→ **Do this**
Beginning at the line that contains "Target: rocky cliff" and continuing through the end of the material, copy out every line again, adding 64 to each coordinate in the answers.

## START

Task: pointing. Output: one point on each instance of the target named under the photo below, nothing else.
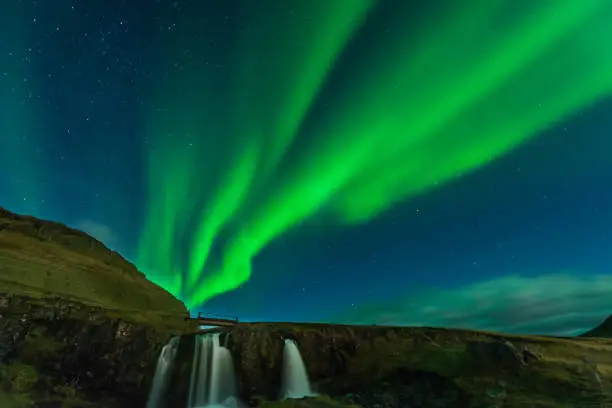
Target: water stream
(295, 383)
(213, 381)
(165, 362)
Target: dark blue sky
(522, 244)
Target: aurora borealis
(238, 149)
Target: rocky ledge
(395, 367)
(79, 324)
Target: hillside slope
(43, 258)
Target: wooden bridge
(212, 319)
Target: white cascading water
(213, 381)
(295, 383)
(165, 362)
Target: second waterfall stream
(295, 382)
(212, 381)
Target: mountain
(79, 324)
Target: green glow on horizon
(434, 106)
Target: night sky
(442, 163)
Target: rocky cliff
(77, 321)
(393, 367)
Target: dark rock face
(77, 321)
(78, 349)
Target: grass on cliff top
(570, 372)
(43, 269)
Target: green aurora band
(431, 103)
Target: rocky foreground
(81, 327)
(385, 367)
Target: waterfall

## END

→ **Correct result**
Target: rocky cliff
(141, 385)
(457, 431)
Target: dark rock face
(141, 385)
(142, 413)
Target: grass on cliff top
(634, 436)
(107, 333)
Target: green aurora band
(495, 167)
Target: rocky foreground
(145, 391)
(449, 431)
Target: waterfall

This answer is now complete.